Selected passage:

While the coalition’s crisis centers were able to provide free services to 30,000 victims, in that same time, the centers had to turn away 1,600 adults and 740 children who were seeking emergency shelter.

 “The essential role that our crisis centers play in responding to trauma has become increasingly apparent during this pandemic,” Schollett said. “Imagine the terror of being asked to shelter at home with a person who is raping and battering regularly.”

Many of the coalition’s services have changed during the pandemic, from sheltering victims in hotels to hosting focus and support groups on Zoom.

State assistance for child care

Jackie Cowell, executive director of Early Learning New Hampshire, urged the Senate Finance Committee to increase funding for employment-related child care programs. Currently, the budget includes only $26 million for the program, down from the $34 million that is currently allocated to that line item.

Cowell said funding this program allows families who qualify based on their income to receive assistance so they can pay for child care and keep working.

“This is that one piece of state assistance that can really help families to move ahead,” Cowell said.

Christina Darling, a single mother and resident of Nashua, testified about how the child care scholarship program has helped her family. She opposed the budget because it doesn’t fully fund the program that made it possible for her to enroll her two young sons in child care so that she could keep working. 

“It was not my intention or desire to need to receive state assistance to survive,” Darling said. “Yet even with my full-time job where I provide essential services and resources to families, and affordable housing in a perfect month where no bills go over and my food cost stays down and I work every single hour presented to me, I can walk away with $75 a month to put into my savings.”

“If I didn’t have access to that scholarship I’d be back to juggling my bills, trying to explain to the boys why we don’t have power when all of our neighbors do,” Darling said. 

The current budget includes a 20 percent cut to the program, decreasing its funding by $15.2 million over the biennium. But while demand for the program has been down in the past year, Cowell said it is likely to increase in the future with more low-income families who could potentially qualify when they do go back to work. People who are looking for work can use the program as well, now that the governor has reinstated the job-search requirement for unemployment.  

Family Planning

Several people asked senators to eliminate the House’s new restriction on family planning funding. It would withhold state money from family planning clinics that do not physically and financially separate their routine medical care from abortion services. State money does not pay for abortion care, and the three providers that perform abortions say they already separate out abortion expenses.

Those providers – Planned Parenthood of Northern New England, the Equality Health Center, and Lovering Health Center – say the restriction is a veiled attempt to eliminate abortion services in New Hampshire.

Given data:
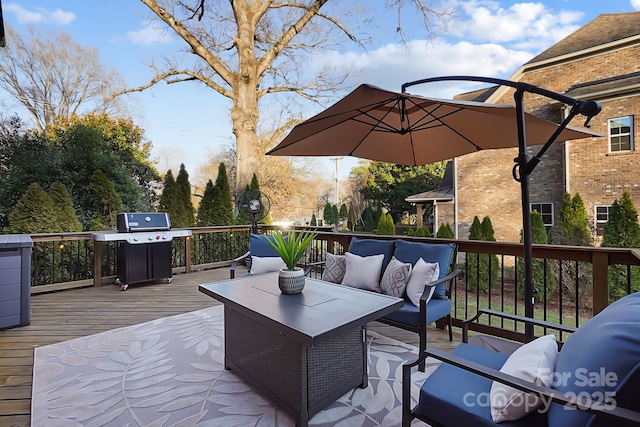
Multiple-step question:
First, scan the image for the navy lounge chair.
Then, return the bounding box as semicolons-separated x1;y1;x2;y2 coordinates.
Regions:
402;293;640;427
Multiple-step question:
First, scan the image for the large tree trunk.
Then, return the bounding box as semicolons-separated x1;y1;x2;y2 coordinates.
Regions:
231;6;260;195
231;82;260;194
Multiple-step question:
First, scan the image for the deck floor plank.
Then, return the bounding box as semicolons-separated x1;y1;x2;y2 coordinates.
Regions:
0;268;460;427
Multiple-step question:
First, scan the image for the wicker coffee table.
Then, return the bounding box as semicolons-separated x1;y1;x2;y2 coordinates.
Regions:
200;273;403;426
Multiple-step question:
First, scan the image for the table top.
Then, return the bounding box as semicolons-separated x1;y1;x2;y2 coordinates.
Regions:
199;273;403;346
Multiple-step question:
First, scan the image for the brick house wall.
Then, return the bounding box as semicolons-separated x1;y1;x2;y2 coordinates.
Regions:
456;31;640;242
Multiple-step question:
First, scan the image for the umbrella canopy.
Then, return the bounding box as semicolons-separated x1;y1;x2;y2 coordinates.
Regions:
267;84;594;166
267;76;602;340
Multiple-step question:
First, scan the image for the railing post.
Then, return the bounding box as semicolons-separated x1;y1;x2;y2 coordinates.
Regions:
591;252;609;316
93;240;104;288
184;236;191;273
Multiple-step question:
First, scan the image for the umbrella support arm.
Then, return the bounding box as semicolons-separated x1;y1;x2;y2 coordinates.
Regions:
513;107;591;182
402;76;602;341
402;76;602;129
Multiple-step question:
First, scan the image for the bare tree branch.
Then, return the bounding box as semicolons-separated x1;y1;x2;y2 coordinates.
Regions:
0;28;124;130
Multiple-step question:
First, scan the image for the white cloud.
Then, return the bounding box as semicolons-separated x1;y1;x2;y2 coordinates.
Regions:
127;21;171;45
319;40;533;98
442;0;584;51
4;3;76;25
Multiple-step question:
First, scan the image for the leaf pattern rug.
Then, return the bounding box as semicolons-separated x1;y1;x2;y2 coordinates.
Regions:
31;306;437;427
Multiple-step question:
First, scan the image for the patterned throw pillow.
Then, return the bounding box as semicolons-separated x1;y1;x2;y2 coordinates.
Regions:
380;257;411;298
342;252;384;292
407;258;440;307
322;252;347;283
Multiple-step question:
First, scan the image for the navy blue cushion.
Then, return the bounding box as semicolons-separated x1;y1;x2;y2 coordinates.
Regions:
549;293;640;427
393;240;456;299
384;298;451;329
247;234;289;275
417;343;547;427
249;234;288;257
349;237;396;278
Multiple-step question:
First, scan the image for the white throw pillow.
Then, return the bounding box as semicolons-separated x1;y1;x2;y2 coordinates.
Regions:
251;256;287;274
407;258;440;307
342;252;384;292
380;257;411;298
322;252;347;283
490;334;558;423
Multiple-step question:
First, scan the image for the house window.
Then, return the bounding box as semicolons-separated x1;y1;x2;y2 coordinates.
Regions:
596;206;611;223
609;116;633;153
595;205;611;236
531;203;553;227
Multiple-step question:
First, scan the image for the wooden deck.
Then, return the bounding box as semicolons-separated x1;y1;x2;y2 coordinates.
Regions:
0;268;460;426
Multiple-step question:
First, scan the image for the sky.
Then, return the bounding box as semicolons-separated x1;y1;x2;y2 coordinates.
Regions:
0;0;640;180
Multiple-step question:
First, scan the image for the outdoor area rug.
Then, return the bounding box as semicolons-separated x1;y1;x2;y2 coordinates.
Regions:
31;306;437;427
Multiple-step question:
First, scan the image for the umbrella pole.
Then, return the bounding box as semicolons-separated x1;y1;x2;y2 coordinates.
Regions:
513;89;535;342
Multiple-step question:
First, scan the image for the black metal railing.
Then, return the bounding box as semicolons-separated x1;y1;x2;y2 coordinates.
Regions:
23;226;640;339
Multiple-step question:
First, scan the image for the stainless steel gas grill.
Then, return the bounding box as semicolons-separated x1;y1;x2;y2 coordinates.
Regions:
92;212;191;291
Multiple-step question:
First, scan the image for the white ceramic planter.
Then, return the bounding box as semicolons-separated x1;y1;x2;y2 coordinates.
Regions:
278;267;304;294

Assigned task 1:
In the budget testimony text, how many children seeking emergency shelter did the coalition's crisis centers have to turn away?
Assigned task 2:
Restate the budget testimony text word for word, from "Many of the" up to and including "and keep working.".

Exercise response 1:
740 children

Exercise response 2:
Many of the coalition’s services have changed during the pandemic, from sheltering victims in hotels to hosting focus and support groups on Zoom.

State assistance for child care

Jackie Cowell, executive director of Early Learning New Hampshire, urged the Senate Finance Committee to increase funding for employment-related child care programs. Currently, the budget includes only $26 million for the program, down from the $34 million that is currently allocated to that line item.

Cowell said funding this program allows families who qualify based on their income to receive assistance so they can pay for child care and keep working.